━━ ROWS ━━

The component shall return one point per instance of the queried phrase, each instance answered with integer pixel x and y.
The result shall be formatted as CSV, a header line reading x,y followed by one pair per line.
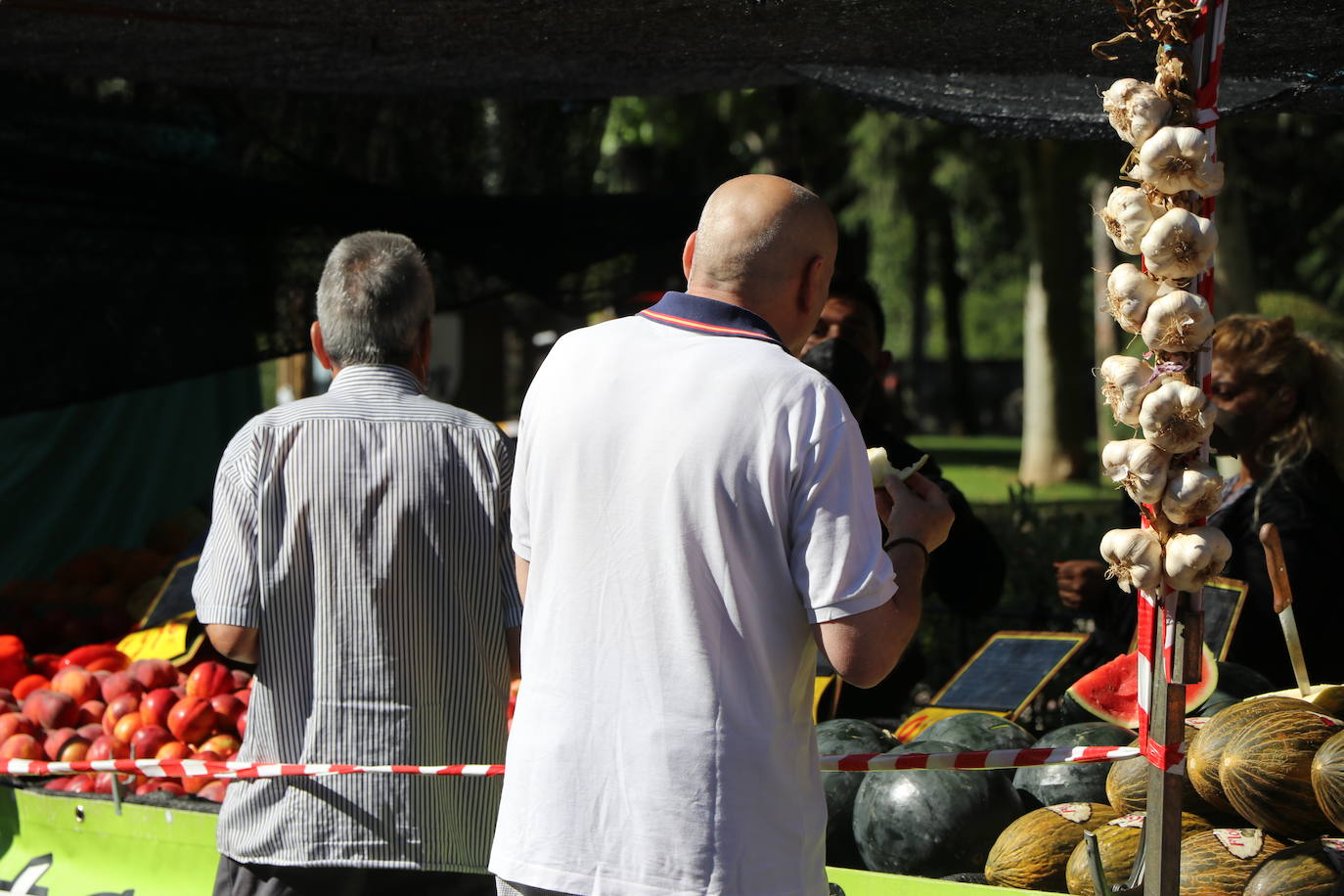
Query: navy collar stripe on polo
x,y
710,317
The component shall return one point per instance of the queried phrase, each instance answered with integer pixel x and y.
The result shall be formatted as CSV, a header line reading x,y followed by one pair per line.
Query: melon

━━━

_GOAL_. Convert all the items above into a JSON list of strings, one string per line, with blank lines dropped. Leave the pictures out.

_RESULT FOR THIS TASK_.
[
  "The component shall return one point per instance of the queried phrase, each instance answered with integer pixel x and y.",
  "The result shall be formatted as CSV, a header line reading x,y followed by one pair per line.",
  "Query: navy collar stripe on polo",
  "x,y",
  "710,317",
  "The component shall return one point per instance of the queried phrase, each instance answered with integer pixel x and y.",
  "The result shall be formatted as CSV, a header line reading x,y followed by one pair per line.",
  "Query: melon"
]